MATERIAL FOR THE TASK section start

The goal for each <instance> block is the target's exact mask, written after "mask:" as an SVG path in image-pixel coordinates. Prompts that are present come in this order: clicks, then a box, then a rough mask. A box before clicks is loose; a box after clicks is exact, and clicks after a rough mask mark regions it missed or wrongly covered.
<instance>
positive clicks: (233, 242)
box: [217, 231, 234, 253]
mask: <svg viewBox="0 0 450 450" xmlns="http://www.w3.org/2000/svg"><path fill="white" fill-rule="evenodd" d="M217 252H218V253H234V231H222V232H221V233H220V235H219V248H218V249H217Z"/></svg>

MATERIAL FOR THE TASK section end

● HOW TO COMPLETE THIS TASK:
Retype the rows above without changing a single character.

● OUTPUT:
The goal for each <instance> block is the target's exact mask, written after "mask:" as an SVG path in image-pixel coordinates. Prompts that are present come in this order: clicks, then a box, then a rough mask. A box before clicks is loose; a box after clicks is exact, and clicks after a rough mask mark regions it missed or wrongly covered.
<instance>
positive clicks: (233, 242)
box: [217, 231, 234, 253]
mask: <svg viewBox="0 0 450 450" xmlns="http://www.w3.org/2000/svg"><path fill="white" fill-rule="evenodd" d="M217 252H218V253H234V231H222V232H221V233H220V235H219V248H218V249H217Z"/></svg>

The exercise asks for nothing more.